> _Work to complete_:
What this exercise calls for is an exact copy of the data.

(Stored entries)
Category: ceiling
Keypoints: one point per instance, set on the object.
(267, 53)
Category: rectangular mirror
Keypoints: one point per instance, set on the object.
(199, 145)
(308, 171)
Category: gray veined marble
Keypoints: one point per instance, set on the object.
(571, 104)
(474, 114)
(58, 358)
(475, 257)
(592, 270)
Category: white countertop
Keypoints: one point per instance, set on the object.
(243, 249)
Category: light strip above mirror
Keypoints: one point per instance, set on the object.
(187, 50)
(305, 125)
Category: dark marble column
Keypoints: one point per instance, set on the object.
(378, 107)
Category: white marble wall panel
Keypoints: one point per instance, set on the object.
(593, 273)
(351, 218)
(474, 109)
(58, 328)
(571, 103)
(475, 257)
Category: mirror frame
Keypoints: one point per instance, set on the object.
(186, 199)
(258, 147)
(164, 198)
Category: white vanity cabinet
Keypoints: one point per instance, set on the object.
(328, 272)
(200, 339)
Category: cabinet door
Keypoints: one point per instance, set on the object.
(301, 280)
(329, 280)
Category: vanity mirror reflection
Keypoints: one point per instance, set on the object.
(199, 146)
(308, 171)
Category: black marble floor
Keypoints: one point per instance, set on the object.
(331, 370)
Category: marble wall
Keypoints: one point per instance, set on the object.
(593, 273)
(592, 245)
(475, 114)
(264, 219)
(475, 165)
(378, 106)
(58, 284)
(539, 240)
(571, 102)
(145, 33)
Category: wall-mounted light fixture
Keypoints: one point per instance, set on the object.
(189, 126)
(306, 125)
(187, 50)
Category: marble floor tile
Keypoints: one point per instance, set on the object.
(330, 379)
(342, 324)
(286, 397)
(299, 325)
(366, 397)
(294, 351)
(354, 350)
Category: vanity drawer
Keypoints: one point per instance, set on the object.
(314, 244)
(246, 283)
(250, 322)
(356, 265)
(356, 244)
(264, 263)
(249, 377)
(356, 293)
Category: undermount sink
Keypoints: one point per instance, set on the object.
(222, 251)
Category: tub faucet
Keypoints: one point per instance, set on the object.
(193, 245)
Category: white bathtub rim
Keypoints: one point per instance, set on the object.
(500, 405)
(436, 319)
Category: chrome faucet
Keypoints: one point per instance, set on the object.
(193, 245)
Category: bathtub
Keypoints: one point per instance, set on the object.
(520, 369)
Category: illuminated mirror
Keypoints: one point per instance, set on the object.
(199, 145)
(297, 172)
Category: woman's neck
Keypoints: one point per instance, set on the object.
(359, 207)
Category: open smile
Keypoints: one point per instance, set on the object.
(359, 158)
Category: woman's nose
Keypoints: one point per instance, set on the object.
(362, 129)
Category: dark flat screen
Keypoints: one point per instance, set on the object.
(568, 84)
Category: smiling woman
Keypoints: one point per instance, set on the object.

> _Answer for this exercise_:
Category: ceiling
Keypoints: one point per instance, set on the object.
(267, 53)
Category: rectangular mirror
Keypoints: one point per instance, set on the object.
(199, 145)
(308, 171)
Category: gray veined marble
Keypoints: one point per instance, set on the object.
(571, 104)
(474, 114)
(58, 358)
(475, 257)
(592, 270)
Category: white countertop
Keypoints: one point per instance, set on the object.
(243, 249)
Category: light strip above mirror
Keypoints: one point per instance, set on the object.
(187, 50)
(305, 125)
Category: dark marble column
Keypoints: one point per instance, set on the object.
(378, 107)
Category: white marble wall panel
Keypoints: one point per instance, set on the object.
(593, 273)
(351, 218)
(474, 109)
(58, 328)
(571, 103)
(475, 257)
Category: mirror frame
Keypoints: one point per instance, set on the object.
(186, 199)
(258, 147)
(164, 198)
Category: white vanity cabinet
Keypoints: one point per instance, set on the object.
(328, 272)
(200, 339)
Category: cabinet door
Keypoints: one point per instance, set on the object.
(301, 280)
(329, 280)
Category: vanity mirror reflection
Keypoints: one point per instance, set on the object.
(199, 146)
(308, 171)
Category: black marble floor
Keypoints: one point per instance, set on the object.
(331, 370)
Category: marble wall
Keypoints: one point per instance, set on the object.
(593, 273)
(592, 245)
(475, 114)
(264, 219)
(475, 165)
(378, 106)
(58, 284)
(539, 240)
(571, 102)
(145, 33)
Category: wall-mounted light fixture
Keypoints: one point per instance, set on the object.
(189, 126)
(306, 125)
(187, 50)
Category: marble floor tile
Keypoints: one point per instance, set on the object.
(330, 379)
(342, 324)
(286, 397)
(299, 325)
(366, 397)
(294, 351)
(354, 350)
Category: vanity drawer
Keypoints: one point per instance, set on the object.
(314, 244)
(246, 283)
(250, 322)
(356, 265)
(356, 244)
(264, 263)
(249, 377)
(356, 293)
Category: undermount sink
Keypoints: one point per instance, set on the object.
(222, 251)
Category: tub faucet
Keypoints: one point per instance, set on the object.
(193, 245)
Category: white bathtub rim
Keypoints: one point per instance, set on the object.
(500, 405)
(436, 319)
Category: chrome faucet
Keypoints: one point per instance, set on the object.
(193, 245)
Category: bathtub
Keypoints: one point per instance, set on the object.
(520, 369)
Category: illuminated mirror
Keypoints: one point per instance, set on the object.
(199, 145)
(297, 172)
Category: woman's neck
Keypoints: one point per instance, set on the object.
(359, 207)
Category: open smile
Keypoints: one point per instance, set on the object.
(359, 158)
Category: woman's nose
Keypoints: one point per instance, set on the object.
(362, 129)
Category: dark flat screen
Keypoints: one point per instance, set on the object.
(568, 84)
Category: smiling woman
Keypoints: one point per instance, set on the object.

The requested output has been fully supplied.